*** Excerpted records ***

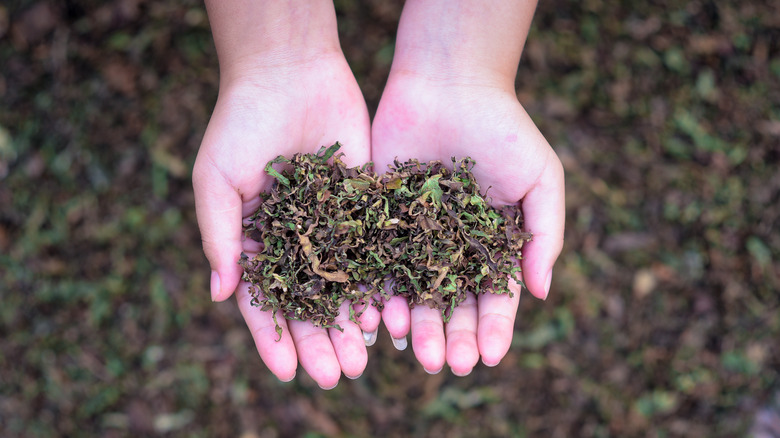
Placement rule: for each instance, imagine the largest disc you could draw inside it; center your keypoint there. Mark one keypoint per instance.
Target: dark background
(664, 314)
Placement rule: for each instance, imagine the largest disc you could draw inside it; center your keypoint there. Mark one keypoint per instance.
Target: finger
(544, 213)
(368, 318)
(461, 333)
(218, 208)
(278, 354)
(316, 353)
(428, 338)
(496, 323)
(397, 319)
(349, 344)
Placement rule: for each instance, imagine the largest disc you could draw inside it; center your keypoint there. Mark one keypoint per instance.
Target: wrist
(257, 37)
(462, 41)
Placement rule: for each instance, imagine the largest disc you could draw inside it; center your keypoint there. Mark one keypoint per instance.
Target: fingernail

*** End of Excerpted records ***

Print each entry precisely as written; the pictures stay out.

Placement rule: for each instance, imagine the largest disc you could draw inside it; center your keypoint there. Mark one keypoint per instance.
Target: dark background
(664, 314)
Placement rule: for each instance, imagine the largest disc you could draw inside it; center your keypoint there. Mark one keypoint per instance.
Target: finger
(544, 213)
(368, 318)
(461, 333)
(218, 208)
(278, 354)
(316, 353)
(428, 338)
(496, 323)
(397, 319)
(349, 344)
Placement rule: for each instance, imagine the largest disc you could draw inside it; center your keypoint there. Mark one keypoint per instance.
Target: wrist
(257, 37)
(462, 41)
Placement rule: for each instance, imagine the largest disc you could draw inside it; center your keypoint there. Mark one keypoint per instance.
Target: fingernail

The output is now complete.